• _Task to complete_: Pull out every line in the records below that contains the word "arch" and copy each one unchanged. Case counts.

** Begin Dataset **

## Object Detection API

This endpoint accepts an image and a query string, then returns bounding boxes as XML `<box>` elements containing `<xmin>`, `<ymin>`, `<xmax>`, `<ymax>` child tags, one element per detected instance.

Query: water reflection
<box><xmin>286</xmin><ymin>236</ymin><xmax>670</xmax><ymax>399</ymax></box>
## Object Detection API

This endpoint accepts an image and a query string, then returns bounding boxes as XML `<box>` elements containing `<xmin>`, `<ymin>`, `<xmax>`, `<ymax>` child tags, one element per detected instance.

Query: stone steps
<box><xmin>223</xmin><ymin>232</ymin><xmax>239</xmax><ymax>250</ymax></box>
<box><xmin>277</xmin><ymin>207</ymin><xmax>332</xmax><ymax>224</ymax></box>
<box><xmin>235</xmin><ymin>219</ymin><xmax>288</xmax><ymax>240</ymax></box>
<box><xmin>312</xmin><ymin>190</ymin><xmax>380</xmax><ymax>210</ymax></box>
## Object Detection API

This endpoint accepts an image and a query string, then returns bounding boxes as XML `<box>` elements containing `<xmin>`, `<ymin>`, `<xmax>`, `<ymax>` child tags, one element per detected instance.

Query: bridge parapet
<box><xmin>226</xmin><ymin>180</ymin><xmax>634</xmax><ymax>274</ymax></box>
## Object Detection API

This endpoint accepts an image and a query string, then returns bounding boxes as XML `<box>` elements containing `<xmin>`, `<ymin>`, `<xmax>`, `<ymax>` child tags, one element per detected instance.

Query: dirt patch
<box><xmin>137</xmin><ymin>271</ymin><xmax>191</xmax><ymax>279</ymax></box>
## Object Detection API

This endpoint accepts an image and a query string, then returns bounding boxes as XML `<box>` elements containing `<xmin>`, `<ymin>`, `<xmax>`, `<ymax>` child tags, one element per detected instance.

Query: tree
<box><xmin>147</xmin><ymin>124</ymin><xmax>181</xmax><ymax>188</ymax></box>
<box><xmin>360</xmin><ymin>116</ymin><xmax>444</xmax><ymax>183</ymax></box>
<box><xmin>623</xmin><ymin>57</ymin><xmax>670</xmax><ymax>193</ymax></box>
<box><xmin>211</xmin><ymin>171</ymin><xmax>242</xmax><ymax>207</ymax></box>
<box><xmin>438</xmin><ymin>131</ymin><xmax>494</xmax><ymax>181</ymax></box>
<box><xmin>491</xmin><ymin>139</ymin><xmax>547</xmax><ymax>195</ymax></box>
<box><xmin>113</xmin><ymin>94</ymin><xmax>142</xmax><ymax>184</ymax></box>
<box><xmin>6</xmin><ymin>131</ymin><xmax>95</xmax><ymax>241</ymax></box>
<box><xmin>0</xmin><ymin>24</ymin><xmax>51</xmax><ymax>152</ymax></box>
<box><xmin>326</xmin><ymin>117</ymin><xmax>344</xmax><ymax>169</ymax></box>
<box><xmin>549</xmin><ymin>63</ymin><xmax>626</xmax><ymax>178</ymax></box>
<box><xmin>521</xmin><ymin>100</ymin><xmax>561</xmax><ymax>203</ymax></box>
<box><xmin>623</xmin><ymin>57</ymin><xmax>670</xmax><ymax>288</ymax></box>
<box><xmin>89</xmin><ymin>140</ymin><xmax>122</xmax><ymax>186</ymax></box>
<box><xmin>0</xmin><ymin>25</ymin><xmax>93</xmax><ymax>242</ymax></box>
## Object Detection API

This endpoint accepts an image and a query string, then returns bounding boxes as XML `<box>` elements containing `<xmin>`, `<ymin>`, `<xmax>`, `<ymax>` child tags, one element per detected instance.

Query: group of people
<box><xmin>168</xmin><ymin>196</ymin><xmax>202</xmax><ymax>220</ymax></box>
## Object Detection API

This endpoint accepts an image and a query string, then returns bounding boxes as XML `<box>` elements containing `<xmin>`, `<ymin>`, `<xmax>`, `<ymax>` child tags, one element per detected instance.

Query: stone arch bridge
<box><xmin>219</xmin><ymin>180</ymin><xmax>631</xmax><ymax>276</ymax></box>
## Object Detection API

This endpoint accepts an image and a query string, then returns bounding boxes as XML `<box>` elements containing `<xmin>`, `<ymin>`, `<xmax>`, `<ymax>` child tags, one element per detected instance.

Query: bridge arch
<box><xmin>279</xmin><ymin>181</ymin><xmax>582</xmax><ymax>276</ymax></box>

** End Dataset **

• _Worked solution_:
Query: stone arch bridge
Query: bridge arch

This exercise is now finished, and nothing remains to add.